EXERCISE REQUIREMENTS -
In the stretch from the start of the rows through the line that contains "left=0, top=0, right=500, bottom=96", swap "localization prompt" for "detection prompt" and write those lines out again with nothing else changed.

— start THE INPUT —

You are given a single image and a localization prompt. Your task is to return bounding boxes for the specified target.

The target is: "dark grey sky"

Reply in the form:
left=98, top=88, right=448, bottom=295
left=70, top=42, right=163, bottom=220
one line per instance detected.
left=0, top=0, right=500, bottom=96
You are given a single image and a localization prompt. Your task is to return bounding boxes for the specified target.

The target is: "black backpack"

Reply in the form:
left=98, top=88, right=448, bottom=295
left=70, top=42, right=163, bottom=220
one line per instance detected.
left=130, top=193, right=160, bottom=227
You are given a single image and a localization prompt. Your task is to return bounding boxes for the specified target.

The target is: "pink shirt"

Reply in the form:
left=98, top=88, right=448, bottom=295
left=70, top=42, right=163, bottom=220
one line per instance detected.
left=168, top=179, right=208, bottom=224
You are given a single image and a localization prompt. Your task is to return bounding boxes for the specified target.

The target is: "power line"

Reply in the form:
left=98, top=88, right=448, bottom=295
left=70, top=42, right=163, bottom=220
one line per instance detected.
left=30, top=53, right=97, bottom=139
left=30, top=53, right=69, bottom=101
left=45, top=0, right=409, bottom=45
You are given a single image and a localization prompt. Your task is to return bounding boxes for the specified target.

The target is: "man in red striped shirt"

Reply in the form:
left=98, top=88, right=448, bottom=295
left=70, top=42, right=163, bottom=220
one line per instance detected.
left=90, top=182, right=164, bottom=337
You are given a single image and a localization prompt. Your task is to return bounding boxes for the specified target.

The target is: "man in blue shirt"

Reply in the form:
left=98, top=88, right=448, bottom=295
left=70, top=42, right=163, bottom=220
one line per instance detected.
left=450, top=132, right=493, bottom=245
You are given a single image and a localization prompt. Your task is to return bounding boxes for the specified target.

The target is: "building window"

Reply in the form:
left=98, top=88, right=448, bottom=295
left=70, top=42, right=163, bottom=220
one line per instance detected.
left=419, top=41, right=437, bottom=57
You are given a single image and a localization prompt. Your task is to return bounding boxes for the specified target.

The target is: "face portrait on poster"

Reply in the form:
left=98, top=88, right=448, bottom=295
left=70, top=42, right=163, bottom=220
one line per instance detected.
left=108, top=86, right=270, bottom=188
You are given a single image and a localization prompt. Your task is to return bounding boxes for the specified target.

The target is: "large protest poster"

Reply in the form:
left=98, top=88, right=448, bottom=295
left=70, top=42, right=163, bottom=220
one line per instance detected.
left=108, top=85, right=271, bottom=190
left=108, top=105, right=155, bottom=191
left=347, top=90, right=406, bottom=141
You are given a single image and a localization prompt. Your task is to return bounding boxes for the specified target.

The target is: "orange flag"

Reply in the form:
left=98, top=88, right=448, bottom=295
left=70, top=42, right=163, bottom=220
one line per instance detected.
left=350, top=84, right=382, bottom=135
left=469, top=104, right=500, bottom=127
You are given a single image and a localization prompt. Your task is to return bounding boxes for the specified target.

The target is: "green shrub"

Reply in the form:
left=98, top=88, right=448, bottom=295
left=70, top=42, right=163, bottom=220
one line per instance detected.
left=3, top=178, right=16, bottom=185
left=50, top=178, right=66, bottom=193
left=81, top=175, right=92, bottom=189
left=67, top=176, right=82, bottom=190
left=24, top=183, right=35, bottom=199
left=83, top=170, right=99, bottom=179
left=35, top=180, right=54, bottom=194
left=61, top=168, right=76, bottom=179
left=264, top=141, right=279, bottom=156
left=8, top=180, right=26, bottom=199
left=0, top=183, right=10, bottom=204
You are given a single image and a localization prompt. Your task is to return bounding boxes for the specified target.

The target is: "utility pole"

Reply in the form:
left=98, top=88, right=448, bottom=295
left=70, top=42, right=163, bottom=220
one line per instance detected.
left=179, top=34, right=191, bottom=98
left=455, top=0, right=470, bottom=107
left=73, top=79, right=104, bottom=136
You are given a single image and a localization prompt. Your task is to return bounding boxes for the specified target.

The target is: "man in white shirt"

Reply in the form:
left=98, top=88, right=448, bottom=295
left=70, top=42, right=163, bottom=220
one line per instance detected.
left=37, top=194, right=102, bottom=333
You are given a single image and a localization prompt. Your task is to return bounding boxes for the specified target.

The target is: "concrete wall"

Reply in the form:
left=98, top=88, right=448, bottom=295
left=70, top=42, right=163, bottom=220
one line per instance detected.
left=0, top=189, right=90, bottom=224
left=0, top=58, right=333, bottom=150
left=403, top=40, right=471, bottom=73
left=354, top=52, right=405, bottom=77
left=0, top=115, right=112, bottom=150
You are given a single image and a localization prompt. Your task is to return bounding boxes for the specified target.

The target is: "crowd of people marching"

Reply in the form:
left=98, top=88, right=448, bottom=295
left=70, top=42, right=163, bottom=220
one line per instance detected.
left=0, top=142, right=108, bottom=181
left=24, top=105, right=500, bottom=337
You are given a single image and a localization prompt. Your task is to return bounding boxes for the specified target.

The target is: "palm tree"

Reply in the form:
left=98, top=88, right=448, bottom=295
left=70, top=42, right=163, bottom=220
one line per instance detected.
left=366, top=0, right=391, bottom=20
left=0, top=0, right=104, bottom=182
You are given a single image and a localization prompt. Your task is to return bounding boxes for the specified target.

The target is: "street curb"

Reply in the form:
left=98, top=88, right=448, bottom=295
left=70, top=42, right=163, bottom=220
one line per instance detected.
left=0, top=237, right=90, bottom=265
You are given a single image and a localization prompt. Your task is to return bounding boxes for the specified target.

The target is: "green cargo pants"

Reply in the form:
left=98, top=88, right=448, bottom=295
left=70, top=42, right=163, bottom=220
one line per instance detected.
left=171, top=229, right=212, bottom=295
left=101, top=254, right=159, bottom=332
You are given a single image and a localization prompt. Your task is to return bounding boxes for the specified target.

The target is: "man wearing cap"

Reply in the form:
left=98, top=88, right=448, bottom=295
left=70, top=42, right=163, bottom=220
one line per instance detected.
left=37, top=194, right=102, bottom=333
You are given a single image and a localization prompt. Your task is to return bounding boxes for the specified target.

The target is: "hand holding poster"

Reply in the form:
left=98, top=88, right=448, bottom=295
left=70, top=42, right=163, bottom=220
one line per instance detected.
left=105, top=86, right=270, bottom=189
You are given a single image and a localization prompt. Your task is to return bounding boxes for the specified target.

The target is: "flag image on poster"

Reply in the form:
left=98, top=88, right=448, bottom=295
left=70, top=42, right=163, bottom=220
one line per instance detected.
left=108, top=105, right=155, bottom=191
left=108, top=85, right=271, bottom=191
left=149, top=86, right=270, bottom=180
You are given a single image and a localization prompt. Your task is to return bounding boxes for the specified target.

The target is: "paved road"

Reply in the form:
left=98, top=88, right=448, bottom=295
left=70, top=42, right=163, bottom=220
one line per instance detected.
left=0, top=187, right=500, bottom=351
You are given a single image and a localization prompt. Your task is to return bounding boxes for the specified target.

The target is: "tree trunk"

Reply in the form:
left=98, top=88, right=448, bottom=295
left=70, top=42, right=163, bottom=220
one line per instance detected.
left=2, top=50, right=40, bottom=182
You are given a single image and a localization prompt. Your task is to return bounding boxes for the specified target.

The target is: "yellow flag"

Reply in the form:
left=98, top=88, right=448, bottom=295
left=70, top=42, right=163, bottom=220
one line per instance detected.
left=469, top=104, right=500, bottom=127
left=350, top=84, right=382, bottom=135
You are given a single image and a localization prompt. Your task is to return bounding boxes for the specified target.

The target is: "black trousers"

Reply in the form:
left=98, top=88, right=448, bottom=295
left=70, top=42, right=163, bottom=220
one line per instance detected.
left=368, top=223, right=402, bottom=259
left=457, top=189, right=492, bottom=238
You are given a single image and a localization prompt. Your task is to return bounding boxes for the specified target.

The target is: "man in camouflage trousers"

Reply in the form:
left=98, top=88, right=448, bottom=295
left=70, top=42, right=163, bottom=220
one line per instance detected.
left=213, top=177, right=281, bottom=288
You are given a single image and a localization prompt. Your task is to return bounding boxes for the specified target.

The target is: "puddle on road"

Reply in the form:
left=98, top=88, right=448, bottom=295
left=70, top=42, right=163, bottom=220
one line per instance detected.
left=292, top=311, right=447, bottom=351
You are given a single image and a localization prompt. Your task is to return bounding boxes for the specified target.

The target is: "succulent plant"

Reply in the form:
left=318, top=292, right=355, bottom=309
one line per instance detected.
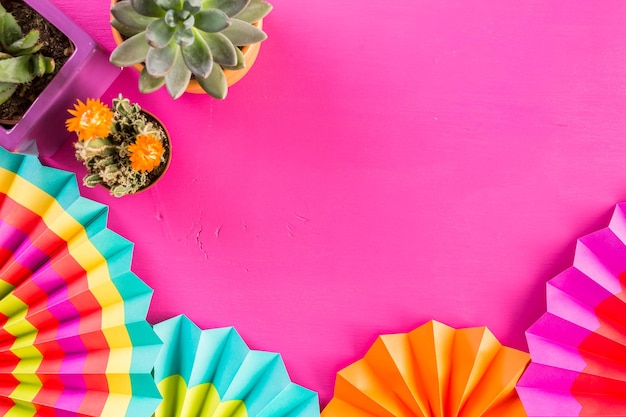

— end THE INPUT —

ANSWER TO THIS PROBLEM -
You are given a single image and a detection prompt. Your task is to return bounding boxes for the specified target.

The target is: "dark grey sky"

Reply in the form:
left=98, top=88, right=448, bottom=295
left=70, top=42, right=163, bottom=220
one line per instance detected.
left=0, top=0, right=500, bottom=96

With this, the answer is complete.